## [TASK DETAILS]
Print exactly the lines below between the line holding "of the sky." and the line holding "the bus windshield.", inclusive, and nothing more.

======== RECORDED DATA

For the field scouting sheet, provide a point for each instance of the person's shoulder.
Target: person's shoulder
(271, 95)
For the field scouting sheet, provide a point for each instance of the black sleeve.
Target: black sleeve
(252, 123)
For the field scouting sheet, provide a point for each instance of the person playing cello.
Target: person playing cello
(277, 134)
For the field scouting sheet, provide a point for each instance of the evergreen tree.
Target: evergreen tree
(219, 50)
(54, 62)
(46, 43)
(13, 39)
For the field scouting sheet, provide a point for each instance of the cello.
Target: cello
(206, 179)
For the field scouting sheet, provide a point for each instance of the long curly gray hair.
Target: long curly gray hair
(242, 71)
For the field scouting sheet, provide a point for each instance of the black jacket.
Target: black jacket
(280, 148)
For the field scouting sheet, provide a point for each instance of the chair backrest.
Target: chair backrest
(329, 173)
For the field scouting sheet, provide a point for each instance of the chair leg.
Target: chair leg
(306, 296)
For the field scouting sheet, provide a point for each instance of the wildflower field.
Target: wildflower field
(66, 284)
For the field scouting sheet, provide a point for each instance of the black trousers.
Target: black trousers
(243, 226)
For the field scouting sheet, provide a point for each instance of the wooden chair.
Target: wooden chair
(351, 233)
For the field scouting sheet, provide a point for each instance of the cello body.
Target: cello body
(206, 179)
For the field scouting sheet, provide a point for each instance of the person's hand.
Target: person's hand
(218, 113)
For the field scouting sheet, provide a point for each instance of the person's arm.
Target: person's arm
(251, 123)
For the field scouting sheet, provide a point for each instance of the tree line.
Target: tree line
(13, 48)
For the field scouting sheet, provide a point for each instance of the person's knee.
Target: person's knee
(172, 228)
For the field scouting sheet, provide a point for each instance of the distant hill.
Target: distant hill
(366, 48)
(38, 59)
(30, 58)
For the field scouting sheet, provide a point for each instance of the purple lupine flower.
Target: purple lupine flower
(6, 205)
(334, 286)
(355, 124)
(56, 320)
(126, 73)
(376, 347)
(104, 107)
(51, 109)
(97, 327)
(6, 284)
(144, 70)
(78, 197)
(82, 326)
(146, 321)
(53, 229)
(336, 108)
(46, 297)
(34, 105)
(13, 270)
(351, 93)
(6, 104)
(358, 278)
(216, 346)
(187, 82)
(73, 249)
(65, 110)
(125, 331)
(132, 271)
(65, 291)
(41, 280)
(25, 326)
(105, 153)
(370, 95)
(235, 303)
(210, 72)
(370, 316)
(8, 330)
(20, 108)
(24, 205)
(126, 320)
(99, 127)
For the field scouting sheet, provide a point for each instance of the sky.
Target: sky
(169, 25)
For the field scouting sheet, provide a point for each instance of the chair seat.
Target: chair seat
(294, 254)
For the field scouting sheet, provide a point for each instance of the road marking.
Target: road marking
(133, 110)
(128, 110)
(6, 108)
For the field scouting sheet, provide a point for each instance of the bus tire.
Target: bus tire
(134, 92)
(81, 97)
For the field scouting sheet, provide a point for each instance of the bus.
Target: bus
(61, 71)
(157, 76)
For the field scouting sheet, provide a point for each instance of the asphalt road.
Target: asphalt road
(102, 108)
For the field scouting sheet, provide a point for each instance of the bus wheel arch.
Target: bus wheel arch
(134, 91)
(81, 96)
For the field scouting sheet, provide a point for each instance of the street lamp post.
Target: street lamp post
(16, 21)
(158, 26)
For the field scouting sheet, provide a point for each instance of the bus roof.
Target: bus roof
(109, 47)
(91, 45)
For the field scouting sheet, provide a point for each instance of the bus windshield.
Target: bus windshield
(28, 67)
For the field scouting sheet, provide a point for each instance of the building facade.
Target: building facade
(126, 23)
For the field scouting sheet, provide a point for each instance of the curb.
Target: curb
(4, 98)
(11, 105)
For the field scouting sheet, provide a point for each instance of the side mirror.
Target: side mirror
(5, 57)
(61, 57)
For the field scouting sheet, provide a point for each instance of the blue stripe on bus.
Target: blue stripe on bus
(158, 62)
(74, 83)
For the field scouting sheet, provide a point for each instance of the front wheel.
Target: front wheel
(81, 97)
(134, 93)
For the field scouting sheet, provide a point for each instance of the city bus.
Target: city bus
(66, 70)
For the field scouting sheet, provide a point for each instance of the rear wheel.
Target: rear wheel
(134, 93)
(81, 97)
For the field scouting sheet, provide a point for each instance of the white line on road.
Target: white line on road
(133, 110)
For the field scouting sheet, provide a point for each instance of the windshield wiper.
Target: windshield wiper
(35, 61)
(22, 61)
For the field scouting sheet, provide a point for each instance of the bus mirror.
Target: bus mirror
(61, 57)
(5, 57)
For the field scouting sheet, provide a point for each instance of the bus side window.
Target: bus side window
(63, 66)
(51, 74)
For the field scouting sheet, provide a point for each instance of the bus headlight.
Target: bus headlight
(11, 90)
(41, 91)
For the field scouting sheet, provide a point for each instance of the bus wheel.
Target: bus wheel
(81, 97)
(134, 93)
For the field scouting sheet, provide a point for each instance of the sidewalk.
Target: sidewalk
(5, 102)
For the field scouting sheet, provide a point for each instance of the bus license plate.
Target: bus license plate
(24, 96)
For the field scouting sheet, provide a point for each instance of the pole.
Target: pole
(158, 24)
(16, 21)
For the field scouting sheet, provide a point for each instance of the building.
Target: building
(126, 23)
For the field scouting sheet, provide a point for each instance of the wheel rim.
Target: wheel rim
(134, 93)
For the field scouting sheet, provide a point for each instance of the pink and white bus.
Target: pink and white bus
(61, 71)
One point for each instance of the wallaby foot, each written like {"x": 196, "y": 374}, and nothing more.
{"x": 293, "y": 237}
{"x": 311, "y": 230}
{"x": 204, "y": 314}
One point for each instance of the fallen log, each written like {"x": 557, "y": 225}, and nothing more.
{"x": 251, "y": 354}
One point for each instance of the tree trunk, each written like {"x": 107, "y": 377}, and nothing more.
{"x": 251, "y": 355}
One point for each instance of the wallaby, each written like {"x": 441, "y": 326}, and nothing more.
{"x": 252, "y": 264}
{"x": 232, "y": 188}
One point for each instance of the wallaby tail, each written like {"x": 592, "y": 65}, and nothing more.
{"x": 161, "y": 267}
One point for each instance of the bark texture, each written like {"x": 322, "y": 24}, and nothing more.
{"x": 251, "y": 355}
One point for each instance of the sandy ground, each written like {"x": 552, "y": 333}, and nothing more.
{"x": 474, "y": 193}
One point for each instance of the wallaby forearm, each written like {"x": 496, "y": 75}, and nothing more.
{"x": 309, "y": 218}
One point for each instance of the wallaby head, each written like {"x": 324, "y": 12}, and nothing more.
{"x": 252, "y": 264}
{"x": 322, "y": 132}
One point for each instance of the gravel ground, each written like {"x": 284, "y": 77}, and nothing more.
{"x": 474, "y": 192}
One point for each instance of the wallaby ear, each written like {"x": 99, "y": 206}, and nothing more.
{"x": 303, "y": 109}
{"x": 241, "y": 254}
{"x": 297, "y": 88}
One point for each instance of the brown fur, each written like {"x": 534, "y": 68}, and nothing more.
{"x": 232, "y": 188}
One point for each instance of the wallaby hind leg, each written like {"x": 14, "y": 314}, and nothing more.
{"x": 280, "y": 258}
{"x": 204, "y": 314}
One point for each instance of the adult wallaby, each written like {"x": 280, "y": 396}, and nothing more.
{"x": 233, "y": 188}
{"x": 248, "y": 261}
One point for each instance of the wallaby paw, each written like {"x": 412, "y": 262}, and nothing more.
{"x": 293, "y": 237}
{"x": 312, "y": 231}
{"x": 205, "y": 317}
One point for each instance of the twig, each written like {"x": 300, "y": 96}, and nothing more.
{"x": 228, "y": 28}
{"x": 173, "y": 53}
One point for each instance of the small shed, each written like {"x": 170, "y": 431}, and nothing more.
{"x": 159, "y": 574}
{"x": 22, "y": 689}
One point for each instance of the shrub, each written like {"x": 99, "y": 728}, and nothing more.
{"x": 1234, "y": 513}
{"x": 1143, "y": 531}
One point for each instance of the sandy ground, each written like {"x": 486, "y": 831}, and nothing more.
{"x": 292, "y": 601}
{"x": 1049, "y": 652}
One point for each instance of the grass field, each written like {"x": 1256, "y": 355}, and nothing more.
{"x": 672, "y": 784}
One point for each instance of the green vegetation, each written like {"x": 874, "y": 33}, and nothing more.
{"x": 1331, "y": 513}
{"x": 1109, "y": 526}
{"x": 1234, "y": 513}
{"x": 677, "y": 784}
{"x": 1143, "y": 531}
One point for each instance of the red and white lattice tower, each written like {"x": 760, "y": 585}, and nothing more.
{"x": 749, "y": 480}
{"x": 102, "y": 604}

================

## [SOLUTION]
For the field scouting sheet, provide a point for each instance of the sky.
Target: sky
(169, 25)
For the field scouting sheet, provide a point for each instance of the chair seat.
Target: chair seat
(294, 254)
For the field scouting sheet, provide a point for each instance of the road marking.
Target: road marking
(133, 110)
(128, 110)
(6, 108)
For the field scouting sheet, provide a point for each instance of the bus tire.
Target: bus tire
(134, 92)
(81, 97)
For the field scouting sheet, provide a point for each instance of the bus.
Target: bus
(61, 71)
(157, 76)
For the field scouting sheet, provide a point for each instance of the asphalt road.
Target: asphalt road
(102, 108)
For the field scouting sheet, provide a point for each instance of the bus wheel arch.
Target: bus wheel arch
(134, 91)
(81, 96)
For the field scouting sheet, provide a point for each instance of the street lamp post.
Target: street lamp post
(16, 21)
(158, 26)
For the field scouting sheet, provide a point for each instance of the bus roof.
Target: bus roof
(109, 47)
(91, 45)
For the field scouting sheet, provide a point for each instance of the bus windshield.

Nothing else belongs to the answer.